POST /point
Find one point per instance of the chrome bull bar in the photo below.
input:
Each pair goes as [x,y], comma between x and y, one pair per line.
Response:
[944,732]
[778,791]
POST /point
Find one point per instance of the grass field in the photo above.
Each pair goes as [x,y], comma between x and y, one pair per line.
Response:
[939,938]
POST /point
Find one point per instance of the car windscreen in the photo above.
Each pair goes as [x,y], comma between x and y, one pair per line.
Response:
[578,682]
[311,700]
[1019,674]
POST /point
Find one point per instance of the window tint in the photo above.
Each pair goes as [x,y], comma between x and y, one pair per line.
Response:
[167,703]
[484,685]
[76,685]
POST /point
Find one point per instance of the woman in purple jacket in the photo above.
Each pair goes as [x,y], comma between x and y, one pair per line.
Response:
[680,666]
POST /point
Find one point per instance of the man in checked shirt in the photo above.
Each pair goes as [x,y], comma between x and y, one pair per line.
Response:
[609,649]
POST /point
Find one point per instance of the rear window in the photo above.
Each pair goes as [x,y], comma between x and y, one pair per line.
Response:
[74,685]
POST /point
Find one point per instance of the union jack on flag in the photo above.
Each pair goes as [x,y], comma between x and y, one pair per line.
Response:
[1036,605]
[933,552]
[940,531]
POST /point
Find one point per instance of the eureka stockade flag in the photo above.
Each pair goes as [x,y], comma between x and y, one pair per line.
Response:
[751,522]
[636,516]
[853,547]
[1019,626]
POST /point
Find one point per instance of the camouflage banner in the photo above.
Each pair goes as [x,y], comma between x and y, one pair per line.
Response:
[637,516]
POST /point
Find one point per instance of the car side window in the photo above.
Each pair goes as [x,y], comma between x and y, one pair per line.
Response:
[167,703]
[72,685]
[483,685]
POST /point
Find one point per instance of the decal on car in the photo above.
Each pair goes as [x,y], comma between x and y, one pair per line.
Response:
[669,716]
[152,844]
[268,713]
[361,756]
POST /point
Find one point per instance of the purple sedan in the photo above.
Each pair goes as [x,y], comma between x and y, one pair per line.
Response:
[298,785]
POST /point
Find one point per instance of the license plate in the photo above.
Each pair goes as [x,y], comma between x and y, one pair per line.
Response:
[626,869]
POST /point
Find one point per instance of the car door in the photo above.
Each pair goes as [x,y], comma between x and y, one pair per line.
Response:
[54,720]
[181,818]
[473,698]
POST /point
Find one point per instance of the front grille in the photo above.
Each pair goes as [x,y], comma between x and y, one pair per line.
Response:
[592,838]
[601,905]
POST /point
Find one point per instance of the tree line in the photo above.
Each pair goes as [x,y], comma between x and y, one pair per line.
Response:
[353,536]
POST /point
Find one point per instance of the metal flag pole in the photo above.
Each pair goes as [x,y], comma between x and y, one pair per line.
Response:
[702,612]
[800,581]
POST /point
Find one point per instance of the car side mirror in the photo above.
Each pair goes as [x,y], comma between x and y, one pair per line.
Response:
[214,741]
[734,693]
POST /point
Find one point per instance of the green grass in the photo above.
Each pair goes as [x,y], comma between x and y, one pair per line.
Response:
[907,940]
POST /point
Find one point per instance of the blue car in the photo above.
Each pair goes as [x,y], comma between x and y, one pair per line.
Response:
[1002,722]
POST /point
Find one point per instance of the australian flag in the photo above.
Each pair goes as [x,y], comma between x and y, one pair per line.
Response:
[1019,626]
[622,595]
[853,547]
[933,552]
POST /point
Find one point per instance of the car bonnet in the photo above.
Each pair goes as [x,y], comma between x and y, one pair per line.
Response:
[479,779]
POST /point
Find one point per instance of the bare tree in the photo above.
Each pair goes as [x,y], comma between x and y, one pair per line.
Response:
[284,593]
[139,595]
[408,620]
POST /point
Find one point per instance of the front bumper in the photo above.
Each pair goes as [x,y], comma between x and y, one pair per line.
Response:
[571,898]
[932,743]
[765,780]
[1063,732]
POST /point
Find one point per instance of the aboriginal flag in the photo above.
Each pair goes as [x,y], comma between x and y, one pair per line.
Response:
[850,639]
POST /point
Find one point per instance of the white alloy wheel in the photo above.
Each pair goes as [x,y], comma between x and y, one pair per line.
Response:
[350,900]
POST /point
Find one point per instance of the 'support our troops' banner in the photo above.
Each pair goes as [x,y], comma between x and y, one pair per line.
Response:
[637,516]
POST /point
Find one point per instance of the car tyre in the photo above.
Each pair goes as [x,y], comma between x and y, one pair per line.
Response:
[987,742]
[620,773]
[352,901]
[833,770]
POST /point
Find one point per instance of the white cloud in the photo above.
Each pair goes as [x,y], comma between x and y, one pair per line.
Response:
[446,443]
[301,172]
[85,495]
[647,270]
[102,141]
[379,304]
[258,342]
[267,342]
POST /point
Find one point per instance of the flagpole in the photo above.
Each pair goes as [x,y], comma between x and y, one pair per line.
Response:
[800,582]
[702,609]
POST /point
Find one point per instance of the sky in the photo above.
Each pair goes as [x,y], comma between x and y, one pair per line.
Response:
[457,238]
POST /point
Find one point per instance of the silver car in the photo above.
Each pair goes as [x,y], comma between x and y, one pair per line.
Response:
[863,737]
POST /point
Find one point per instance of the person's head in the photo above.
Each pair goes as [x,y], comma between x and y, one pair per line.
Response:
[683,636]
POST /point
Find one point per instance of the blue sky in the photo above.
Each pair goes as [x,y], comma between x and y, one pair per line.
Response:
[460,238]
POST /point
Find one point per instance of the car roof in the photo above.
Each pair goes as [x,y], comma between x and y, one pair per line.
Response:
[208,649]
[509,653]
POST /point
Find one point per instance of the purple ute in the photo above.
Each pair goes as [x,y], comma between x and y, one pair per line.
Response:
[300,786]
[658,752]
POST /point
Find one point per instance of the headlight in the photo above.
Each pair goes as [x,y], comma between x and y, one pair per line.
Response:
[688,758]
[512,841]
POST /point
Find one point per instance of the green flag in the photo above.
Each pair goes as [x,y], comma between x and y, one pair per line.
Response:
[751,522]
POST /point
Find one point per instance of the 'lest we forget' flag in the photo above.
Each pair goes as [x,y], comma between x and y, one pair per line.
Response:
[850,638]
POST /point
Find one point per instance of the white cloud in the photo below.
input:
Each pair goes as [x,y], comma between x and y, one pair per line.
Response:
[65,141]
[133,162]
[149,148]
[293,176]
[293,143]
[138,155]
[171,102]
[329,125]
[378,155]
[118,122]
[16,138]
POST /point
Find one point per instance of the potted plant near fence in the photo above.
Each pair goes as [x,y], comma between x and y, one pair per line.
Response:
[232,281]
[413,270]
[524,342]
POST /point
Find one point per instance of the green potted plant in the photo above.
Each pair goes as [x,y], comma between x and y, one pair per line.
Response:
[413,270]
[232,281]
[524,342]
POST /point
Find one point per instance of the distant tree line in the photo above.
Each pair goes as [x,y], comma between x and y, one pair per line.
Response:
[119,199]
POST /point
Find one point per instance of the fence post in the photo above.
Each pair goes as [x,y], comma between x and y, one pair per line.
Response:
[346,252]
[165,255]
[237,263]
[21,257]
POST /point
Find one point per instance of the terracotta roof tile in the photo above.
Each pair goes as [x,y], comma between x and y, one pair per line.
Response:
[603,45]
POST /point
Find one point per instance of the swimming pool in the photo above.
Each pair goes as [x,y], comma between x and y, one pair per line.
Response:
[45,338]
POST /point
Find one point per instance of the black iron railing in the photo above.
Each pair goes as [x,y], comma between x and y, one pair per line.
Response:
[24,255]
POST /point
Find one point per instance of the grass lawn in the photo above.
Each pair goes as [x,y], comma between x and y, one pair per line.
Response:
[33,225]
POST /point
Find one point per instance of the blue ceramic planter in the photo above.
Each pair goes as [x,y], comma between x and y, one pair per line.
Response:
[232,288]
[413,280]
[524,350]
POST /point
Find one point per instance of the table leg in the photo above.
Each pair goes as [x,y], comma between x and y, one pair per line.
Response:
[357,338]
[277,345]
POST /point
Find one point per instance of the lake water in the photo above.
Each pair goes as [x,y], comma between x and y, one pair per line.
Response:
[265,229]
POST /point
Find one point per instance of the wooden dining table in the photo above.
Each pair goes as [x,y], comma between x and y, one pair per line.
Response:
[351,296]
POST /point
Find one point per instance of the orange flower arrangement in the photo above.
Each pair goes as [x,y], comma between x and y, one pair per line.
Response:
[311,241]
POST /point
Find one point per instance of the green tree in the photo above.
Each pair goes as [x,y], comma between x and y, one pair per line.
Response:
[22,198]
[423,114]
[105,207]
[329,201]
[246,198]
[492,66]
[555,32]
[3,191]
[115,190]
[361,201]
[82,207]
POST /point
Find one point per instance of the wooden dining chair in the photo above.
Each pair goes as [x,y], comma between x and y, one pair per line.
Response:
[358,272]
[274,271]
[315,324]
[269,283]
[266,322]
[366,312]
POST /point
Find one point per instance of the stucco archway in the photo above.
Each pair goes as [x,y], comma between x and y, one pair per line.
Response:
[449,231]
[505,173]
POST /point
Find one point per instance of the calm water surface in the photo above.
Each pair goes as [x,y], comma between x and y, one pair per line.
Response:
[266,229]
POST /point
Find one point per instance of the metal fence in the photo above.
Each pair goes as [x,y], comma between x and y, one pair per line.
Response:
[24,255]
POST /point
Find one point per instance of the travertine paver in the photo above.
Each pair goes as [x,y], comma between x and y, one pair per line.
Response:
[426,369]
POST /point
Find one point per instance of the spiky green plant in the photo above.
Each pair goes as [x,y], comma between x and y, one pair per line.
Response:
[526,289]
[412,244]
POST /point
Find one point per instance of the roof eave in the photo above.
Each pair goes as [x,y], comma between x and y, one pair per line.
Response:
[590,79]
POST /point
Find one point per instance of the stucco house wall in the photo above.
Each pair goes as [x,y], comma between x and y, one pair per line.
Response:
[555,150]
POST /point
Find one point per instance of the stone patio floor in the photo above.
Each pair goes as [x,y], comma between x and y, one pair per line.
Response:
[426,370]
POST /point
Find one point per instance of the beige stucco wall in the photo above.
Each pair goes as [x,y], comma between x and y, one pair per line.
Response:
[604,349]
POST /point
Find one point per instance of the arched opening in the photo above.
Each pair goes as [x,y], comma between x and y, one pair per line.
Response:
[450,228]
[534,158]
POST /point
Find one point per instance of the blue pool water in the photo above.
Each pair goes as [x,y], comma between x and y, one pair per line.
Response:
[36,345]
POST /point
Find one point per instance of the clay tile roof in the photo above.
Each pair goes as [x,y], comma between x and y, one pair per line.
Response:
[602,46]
■ ■ ■ ■ ■ ■ ■
* Description of the task: Go over the entries above and say how many lines hold the string "purple", with no other text.

* Task response: 3